▶ Exercise details:
Extract the line that contains "Where can the flying" and every line after it to the end of the records below, exactly as written and nothing else.

▶ Dataset content:

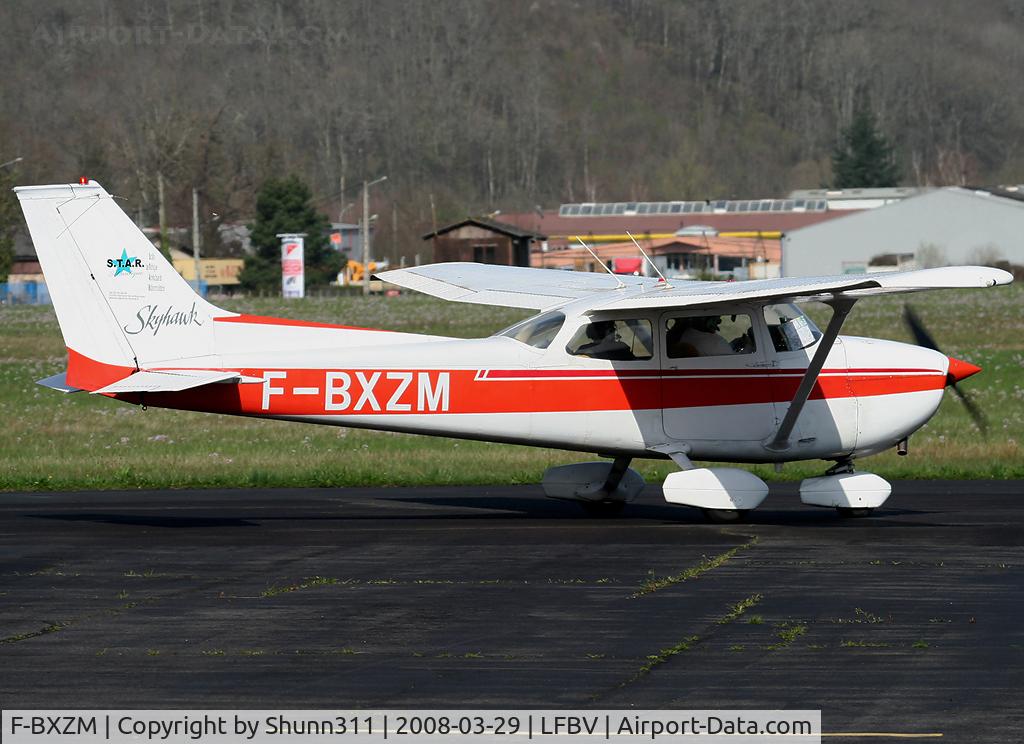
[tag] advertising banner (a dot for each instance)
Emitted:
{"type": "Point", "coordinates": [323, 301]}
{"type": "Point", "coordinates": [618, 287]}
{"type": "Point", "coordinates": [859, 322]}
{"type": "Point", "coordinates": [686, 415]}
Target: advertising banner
{"type": "Point", "coordinates": [293, 278]}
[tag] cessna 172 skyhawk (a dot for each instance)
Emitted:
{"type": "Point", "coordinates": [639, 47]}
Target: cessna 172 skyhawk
{"type": "Point", "coordinates": [623, 366]}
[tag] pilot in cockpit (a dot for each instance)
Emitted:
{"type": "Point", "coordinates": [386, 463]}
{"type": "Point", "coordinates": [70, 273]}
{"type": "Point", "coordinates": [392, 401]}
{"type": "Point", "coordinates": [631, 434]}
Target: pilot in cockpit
{"type": "Point", "coordinates": [697, 337]}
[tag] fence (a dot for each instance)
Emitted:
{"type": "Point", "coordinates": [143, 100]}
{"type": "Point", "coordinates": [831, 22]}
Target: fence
{"type": "Point", "coordinates": [24, 293]}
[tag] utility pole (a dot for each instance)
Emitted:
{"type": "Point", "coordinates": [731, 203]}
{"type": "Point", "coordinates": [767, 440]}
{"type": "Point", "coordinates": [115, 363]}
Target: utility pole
{"type": "Point", "coordinates": [196, 236]}
{"type": "Point", "coordinates": [394, 230]}
{"type": "Point", "coordinates": [164, 249]}
{"type": "Point", "coordinates": [366, 232]}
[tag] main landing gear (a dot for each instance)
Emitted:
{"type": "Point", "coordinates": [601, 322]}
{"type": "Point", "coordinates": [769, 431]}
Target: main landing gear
{"type": "Point", "coordinates": [601, 488]}
{"type": "Point", "coordinates": [725, 495]}
{"type": "Point", "coordinates": [851, 493]}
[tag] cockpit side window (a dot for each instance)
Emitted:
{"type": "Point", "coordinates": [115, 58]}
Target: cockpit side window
{"type": "Point", "coordinates": [694, 336]}
{"type": "Point", "coordinates": [627, 340]}
{"type": "Point", "coordinates": [539, 331]}
{"type": "Point", "coordinates": [790, 329]}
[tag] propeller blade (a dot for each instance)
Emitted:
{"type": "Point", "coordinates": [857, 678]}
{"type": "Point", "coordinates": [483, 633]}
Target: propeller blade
{"type": "Point", "coordinates": [976, 413]}
{"type": "Point", "coordinates": [918, 330]}
{"type": "Point", "coordinates": [923, 338]}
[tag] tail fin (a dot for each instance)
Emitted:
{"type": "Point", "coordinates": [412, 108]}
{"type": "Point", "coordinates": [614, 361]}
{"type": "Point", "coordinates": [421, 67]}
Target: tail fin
{"type": "Point", "coordinates": [120, 303]}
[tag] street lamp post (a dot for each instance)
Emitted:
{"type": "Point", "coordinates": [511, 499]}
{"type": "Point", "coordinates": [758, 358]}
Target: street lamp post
{"type": "Point", "coordinates": [366, 231]}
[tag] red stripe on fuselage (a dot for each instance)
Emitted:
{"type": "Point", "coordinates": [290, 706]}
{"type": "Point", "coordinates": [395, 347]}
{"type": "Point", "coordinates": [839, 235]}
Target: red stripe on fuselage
{"type": "Point", "coordinates": [383, 392]}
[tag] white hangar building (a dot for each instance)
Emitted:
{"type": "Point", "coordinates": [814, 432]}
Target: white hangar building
{"type": "Point", "coordinates": [937, 227]}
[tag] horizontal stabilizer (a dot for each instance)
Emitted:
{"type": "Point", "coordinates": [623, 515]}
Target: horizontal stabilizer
{"type": "Point", "coordinates": [508, 286]}
{"type": "Point", "coordinates": [58, 382]}
{"type": "Point", "coordinates": [172, 381]}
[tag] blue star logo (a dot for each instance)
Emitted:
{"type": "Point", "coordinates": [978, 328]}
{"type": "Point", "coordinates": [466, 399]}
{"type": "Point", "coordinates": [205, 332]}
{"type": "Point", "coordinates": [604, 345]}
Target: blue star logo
{"type": "Point", "coordinates": [125, 263]}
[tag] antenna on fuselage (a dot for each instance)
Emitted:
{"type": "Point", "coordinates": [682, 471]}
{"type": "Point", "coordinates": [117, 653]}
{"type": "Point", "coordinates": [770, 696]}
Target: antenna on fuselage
{"type": "Point", "coordinates": [619, 282]}
{"type": "Point", "coordinates": [653, 265]}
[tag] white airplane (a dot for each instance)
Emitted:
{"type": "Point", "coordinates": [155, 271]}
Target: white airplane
{"type": "Point", "coordinates": [624, 366]}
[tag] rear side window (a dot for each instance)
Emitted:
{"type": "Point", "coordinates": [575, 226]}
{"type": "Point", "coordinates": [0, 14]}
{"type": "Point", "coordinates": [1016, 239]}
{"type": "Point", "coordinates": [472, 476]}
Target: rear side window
{"type": "Point", "coordinates": [613, 340]}
{"type": "Point", "coordinates": [790, 329]}
{"type": "Point", "coordinates": [538, 332]}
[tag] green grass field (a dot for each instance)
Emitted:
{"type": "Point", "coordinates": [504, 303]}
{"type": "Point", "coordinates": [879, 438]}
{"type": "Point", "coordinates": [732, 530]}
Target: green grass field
{"type": "Point", "coordinates": [55, 441]}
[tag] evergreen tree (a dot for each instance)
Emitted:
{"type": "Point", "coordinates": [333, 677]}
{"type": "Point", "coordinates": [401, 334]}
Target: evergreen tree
{"type": "Point", "coordinates": [283, 205]}
{"type": "Point", "coordinates": [863, 158]}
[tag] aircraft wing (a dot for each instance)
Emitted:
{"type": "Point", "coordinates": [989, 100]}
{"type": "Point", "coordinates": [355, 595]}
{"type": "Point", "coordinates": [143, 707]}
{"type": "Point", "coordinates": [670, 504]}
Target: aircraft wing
{"type": "Point", "coordinates": [806, 289]}
{"type": "Point", "coordinates": [508, 286]}
{"type": "Point", "coordinates": [171, 381]}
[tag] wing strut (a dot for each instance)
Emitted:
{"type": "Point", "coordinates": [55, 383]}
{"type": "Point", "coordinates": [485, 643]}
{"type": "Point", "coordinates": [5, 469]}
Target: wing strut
{"type": "Point", "coordinates": [841, 308]}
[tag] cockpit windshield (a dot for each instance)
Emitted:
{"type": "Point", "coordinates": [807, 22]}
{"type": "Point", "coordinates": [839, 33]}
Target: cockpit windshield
{"type": "Point", "coordinates": [790, 329]}
{"type": "Point", "coordinates": [538, 332]}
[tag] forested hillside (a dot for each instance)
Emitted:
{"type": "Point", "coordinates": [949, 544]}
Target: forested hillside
{"type": "Point", "coordinates": [476, 105]}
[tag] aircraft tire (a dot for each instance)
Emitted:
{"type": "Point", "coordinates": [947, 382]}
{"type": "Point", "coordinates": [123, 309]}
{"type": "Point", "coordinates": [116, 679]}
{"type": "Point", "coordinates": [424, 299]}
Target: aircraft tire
{"type": "Point", "coordinates": [725, 516]}
{"type": "Point", "coordinates": [603, 509]}
{"type": "Point", "coordinates": [854, 512]}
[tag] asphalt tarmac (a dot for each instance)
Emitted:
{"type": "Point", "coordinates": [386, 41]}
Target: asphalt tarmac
{"type": "Point", "coordinates": [906, 622]}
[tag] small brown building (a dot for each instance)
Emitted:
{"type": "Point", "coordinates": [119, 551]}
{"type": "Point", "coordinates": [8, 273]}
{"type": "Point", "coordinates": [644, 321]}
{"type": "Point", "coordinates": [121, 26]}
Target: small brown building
{"type": "Point", "coordinates": [482, 241]}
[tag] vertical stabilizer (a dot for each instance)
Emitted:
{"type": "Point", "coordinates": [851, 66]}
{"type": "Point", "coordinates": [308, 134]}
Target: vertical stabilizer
{"type": "Point", "coordinates": [120, 303]}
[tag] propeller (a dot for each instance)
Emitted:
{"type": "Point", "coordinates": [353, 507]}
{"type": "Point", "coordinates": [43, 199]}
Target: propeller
{"type": "Point", "coordinates": [957, 369]}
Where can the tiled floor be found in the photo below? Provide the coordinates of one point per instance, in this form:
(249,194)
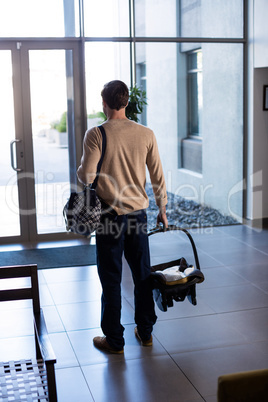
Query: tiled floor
(226,332)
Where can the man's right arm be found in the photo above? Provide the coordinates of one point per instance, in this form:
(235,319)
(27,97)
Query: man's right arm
(158,181)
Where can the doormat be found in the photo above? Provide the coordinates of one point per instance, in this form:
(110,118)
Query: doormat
(51,257)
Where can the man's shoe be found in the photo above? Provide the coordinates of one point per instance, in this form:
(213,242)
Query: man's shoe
(149,342)
(101,343)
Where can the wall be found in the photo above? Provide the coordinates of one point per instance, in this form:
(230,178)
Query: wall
(222,123)
(257,137)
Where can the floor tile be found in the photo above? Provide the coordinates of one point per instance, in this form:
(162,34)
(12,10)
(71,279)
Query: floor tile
(45,296)
(63,350)
(87,315)
(220,276)
(251,324)
(233,298)
(16,322)
(87,354)
(153,379)
(72,386)
(251,272)
(75,292)
(17,348)
(204,367)
(226,332)
(52,319)
(188,334)
(70,274)
(249,255)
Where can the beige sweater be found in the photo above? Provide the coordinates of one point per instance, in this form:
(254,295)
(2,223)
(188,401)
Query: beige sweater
(130,147)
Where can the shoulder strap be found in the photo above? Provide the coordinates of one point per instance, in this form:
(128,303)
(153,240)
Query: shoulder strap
(95,182)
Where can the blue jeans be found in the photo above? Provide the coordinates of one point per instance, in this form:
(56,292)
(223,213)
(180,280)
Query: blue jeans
(115,235)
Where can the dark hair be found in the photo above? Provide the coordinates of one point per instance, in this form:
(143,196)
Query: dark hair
(115,94)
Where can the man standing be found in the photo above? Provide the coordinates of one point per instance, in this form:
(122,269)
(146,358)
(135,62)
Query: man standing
(121,185)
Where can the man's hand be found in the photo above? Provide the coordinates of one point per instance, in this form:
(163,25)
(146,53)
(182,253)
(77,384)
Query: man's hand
(162,217)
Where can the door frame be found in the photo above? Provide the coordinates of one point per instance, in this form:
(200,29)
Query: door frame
(23,128)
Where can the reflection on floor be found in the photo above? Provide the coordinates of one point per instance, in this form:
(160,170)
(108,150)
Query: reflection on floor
(226,332)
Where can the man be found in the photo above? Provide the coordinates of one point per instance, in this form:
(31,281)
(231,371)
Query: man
(121,186)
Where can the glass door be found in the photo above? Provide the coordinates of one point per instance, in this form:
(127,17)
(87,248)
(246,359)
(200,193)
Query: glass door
(9,201)
(38,152)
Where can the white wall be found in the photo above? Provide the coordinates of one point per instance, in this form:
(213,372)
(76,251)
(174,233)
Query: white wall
(257,169)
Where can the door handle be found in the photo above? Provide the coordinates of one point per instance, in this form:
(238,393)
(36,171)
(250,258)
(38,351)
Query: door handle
(12,155)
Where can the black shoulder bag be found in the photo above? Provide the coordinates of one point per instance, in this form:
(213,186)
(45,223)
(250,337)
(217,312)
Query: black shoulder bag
(82,211)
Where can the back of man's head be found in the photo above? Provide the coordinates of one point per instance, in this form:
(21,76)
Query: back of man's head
(115,94)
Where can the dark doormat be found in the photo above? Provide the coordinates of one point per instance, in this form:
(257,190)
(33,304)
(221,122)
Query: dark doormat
(51,257)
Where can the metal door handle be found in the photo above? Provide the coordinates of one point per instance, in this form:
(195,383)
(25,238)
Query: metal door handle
(12,155)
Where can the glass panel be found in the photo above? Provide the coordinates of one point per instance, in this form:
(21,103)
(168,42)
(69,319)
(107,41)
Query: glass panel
(189,18)
(31,18)
(9,207)
(219,185)
(51,113)
(98,73)
(105,18)
(155,18)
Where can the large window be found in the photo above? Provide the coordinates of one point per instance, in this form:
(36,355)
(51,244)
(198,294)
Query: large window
(188,57)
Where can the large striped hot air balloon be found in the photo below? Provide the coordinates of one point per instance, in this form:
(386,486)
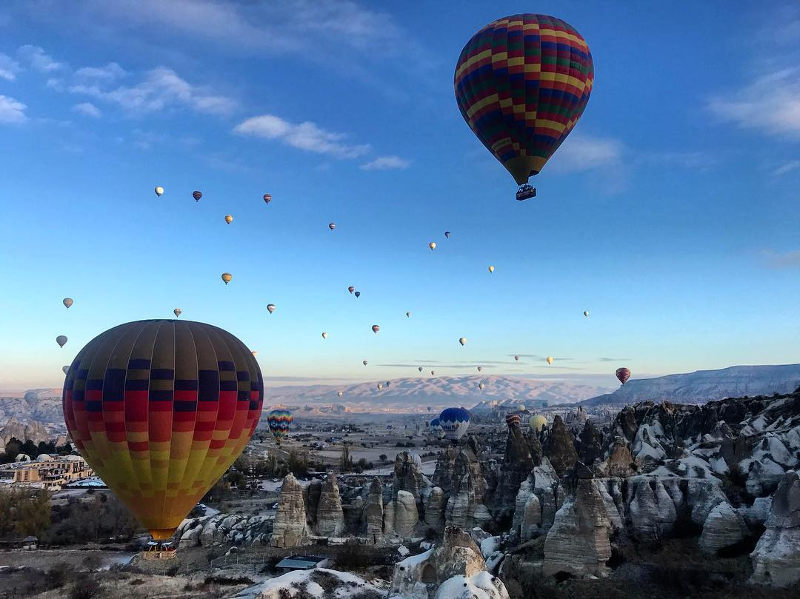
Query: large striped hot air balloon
(280,422)
(455,422)
(160,409)
(521,83)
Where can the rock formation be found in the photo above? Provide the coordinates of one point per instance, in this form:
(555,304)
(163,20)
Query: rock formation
(290,528)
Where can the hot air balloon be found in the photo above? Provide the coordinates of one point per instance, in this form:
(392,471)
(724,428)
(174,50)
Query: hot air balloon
(521,83)
(537,422)
(280,422)
(160,409)
(455,422)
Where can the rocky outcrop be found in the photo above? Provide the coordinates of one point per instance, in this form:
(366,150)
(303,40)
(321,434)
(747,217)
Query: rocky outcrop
(290,529)
(578,542)
(373,511)
(724,527)
(776,558)
(560,447)
(330,517)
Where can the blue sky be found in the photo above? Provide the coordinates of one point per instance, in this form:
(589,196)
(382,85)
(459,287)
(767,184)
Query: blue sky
(671,212)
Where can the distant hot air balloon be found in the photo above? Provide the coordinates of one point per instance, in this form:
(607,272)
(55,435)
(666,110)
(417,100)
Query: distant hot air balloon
(455,422)
(160,409)
(537,422)
(280,422)
(521,83)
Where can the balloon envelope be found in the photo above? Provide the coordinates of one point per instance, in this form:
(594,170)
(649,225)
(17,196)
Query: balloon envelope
(160,409)
(521,83)
(280,423)
(455,422)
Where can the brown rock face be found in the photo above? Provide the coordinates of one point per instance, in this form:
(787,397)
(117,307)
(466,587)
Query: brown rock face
(560,447)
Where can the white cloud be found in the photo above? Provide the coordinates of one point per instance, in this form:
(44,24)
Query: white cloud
(790,166)
(303,136)
(161,88)
(12,111)
(583,153)
(38,59)
(88,109)
(384,163)
(8,67)
(770,104)
(111,72)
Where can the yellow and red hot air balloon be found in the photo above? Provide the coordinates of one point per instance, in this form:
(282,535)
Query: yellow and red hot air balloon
(160,409)
(521,83)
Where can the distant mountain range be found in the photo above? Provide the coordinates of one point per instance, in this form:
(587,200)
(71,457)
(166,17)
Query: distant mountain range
(705,385)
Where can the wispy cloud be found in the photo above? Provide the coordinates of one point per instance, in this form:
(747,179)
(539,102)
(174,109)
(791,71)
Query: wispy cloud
(303,136)
(12,111)
(161,88)
(8,67)
(38,59)
(770,103)
(788,167)
(385,163)
(782,259)
(88,109)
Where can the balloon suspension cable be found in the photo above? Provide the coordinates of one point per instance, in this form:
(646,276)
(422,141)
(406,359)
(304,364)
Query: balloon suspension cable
(525,192)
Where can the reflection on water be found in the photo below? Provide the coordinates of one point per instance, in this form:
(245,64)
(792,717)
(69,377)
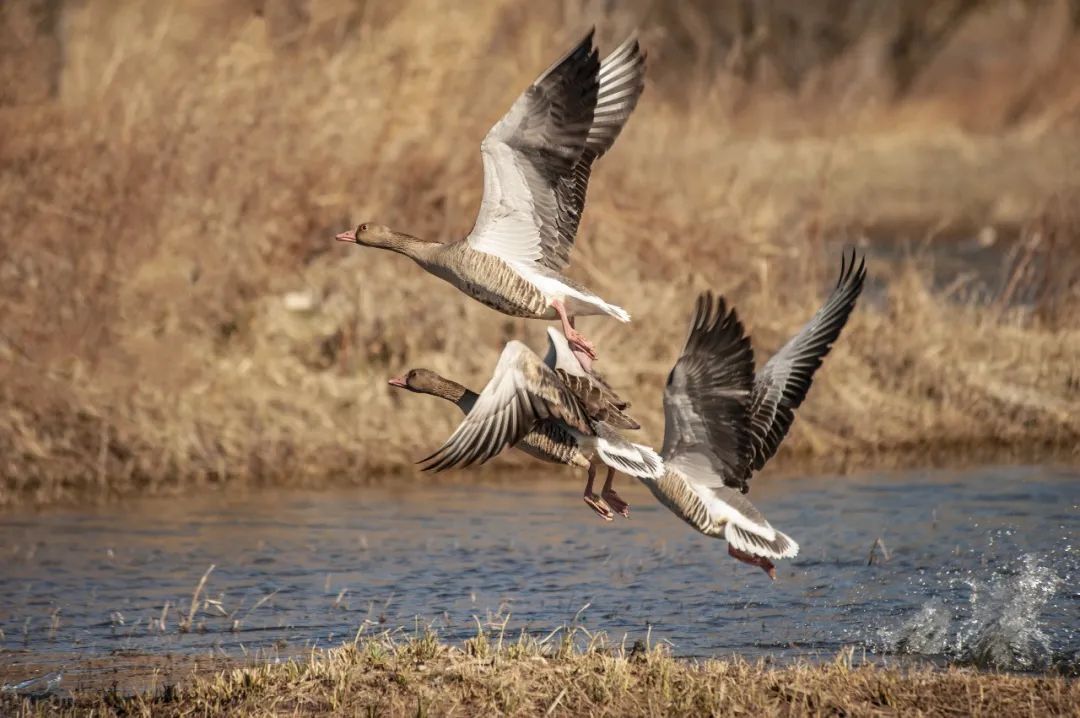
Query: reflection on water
(982,561)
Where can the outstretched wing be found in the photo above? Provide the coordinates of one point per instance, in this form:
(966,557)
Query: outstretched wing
(784,380)
(521,392)
(538,158)
(706,398)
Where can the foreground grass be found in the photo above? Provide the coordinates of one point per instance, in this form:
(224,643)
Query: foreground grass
(423,677)
(176,313)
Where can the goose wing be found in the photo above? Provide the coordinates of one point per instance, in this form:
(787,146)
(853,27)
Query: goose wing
(538,158)
(784,380)
(706,400)
(521,392)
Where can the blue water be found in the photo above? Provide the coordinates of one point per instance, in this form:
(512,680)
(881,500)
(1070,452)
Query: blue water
(295,570)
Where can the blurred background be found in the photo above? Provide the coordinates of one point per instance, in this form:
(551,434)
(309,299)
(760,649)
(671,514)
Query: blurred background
(175,311)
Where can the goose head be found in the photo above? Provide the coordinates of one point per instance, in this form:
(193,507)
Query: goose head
(368,235)
(426,381)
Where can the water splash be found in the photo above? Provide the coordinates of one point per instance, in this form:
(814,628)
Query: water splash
(997,628)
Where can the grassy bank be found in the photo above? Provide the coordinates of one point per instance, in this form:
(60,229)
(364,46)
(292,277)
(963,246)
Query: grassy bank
(175,312)
(426,677)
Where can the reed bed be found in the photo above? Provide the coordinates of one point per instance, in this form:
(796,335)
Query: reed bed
(177,315)
(555,676)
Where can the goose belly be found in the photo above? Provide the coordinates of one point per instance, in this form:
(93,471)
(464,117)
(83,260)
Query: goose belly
(682,500)
(552,443)
(496,284)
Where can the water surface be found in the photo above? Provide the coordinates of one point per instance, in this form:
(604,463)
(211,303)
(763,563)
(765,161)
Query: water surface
(294,570)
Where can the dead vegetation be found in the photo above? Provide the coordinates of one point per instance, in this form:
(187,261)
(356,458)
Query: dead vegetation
(552,677)
(175,312)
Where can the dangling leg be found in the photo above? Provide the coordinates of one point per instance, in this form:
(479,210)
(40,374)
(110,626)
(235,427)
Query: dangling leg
(759,561)
(611,499)
(593,500)
(581,347)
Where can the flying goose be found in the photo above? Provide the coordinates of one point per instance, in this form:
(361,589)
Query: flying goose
(721,421)
(578,427)
(724,422)
(537,161)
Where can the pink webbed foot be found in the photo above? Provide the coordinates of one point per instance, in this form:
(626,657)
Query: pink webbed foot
(759,561)
(618,505)
(594,502)
(581,347)
(612,499)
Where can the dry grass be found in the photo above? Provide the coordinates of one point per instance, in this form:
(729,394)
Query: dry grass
(170,172)
(424,677)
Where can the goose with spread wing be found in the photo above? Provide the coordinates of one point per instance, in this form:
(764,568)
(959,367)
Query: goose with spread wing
(724,422)
(577,425)
(537,163)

▶ Exercise solution:
Where can the flying goose be found in the photo above? Provide the coordinates of one point per instance, in this form:
(361,589)
Query: flying goose
(721,421)
(578,427)
(724,422)
(537,161)
Where can the pink webbed foot be found in the photo above? Provide the coordinates of one point per instance, in this form:
(626,657)
Query: pink webbed foot
(759,561)
(618,505)
(594,502)
(581,347)
(612,499)
Where can the dry grass be found in the photo above? Provide the coordinates of one point per instance, in this form:
(729,394)
Query: dry grass
(170,172)
(424,677)
Where can the goose with spread wing be found in the photo above? Provide the coordinates of one point per instance, in this form:
(764,568)
(959,367)
Query: goose with spread wing
(724,422)
(577,425)
(537,163)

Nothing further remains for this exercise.